» RECORDS FOR THIS EXERCISE

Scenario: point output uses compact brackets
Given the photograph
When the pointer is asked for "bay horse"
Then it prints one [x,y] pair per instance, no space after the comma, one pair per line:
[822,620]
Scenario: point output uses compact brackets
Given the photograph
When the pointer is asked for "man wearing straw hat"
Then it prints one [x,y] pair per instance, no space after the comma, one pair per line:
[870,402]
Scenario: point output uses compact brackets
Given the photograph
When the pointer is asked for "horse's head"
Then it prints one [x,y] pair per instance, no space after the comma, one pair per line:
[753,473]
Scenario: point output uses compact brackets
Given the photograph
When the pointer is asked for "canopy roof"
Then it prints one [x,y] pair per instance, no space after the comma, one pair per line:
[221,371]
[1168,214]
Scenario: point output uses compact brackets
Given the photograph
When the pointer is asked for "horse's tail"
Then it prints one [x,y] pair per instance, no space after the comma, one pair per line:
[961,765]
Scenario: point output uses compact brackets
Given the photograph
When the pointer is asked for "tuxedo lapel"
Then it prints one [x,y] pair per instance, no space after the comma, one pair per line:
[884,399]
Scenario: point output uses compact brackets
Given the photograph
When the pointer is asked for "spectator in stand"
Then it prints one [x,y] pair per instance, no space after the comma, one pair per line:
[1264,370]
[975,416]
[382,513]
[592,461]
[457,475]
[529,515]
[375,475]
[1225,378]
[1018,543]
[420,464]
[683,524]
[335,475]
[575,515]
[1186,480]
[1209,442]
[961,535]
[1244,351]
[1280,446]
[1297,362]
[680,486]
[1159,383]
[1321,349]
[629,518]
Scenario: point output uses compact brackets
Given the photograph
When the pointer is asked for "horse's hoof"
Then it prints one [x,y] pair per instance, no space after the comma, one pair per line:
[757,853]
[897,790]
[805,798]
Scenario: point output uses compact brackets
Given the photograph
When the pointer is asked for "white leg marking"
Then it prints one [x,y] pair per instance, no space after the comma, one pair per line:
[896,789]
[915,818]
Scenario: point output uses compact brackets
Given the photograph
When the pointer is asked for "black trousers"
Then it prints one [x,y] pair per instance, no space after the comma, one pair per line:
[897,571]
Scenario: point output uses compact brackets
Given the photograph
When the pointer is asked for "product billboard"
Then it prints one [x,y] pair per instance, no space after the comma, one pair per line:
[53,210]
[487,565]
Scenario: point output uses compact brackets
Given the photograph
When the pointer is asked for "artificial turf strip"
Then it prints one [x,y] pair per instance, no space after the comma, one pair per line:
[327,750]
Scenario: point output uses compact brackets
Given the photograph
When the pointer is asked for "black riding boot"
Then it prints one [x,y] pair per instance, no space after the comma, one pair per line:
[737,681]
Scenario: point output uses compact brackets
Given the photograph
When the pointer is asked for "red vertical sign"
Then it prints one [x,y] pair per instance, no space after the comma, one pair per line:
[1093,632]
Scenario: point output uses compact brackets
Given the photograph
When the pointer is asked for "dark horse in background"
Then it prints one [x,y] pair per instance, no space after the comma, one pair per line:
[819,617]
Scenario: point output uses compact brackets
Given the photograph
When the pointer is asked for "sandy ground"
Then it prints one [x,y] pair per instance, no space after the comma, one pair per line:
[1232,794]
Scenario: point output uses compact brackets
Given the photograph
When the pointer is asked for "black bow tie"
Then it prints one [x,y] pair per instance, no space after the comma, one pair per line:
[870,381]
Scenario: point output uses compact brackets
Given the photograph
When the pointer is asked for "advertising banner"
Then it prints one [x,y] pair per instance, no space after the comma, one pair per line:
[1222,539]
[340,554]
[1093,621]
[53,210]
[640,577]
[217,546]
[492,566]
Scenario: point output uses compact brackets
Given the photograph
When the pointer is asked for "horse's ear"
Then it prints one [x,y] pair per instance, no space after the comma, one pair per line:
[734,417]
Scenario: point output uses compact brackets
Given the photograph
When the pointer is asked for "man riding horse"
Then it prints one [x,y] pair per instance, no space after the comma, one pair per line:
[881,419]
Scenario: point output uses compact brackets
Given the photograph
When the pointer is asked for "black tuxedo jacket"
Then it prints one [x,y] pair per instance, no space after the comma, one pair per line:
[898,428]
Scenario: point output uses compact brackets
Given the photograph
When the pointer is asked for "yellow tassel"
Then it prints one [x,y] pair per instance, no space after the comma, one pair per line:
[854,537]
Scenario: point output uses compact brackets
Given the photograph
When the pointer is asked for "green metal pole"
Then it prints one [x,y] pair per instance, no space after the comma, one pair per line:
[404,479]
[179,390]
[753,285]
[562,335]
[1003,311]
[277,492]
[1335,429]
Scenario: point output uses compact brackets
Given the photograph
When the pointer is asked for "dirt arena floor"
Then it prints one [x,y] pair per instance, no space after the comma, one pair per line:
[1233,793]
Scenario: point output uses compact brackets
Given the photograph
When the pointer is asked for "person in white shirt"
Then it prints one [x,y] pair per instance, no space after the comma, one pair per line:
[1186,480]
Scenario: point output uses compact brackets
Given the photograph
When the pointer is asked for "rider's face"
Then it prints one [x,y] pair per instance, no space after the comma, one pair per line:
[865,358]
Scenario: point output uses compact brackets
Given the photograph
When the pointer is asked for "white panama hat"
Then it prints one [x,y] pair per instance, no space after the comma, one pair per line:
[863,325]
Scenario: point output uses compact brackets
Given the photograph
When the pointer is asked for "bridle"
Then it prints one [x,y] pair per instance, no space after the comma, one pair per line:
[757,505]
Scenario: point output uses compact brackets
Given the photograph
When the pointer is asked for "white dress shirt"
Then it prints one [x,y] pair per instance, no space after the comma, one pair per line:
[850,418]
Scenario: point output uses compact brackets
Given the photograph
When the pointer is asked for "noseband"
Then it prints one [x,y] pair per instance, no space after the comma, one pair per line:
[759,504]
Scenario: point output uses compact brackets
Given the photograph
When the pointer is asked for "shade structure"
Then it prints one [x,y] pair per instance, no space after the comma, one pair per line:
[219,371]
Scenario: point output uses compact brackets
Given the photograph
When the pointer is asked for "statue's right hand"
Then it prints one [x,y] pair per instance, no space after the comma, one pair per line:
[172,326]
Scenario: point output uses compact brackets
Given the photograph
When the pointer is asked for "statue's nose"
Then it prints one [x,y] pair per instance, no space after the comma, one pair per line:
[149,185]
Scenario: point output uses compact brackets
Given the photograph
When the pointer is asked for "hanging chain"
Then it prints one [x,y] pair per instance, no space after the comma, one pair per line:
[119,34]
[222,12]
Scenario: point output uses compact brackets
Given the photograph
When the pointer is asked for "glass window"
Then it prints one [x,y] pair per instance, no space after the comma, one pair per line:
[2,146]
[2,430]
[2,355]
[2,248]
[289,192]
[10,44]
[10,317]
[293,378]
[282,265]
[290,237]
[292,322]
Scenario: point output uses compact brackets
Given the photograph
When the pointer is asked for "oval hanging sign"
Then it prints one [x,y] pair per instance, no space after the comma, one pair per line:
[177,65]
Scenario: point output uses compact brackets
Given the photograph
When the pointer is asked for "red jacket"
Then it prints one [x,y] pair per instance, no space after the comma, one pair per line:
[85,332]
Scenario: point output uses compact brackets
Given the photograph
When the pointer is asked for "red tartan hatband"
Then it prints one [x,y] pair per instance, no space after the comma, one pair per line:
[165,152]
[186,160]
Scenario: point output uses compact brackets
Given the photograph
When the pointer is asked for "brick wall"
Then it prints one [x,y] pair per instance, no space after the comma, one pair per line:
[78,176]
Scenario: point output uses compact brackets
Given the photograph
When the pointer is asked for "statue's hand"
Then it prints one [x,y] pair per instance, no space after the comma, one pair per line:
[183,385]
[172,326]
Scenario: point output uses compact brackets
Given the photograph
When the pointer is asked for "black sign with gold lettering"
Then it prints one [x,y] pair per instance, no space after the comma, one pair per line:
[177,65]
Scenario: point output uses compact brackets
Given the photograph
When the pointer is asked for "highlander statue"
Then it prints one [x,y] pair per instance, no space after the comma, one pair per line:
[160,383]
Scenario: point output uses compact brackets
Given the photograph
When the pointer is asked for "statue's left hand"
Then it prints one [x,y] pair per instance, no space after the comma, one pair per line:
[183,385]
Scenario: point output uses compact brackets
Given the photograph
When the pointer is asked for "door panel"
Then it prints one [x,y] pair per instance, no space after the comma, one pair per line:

» DESCRIPTION OF THE TASK
Going through the listing above, copy out every line that has the string "riding".

» EXERCISE RESULT
When the pointer is asked for "black riding boot"
When the pointer is asked for "man riding horse"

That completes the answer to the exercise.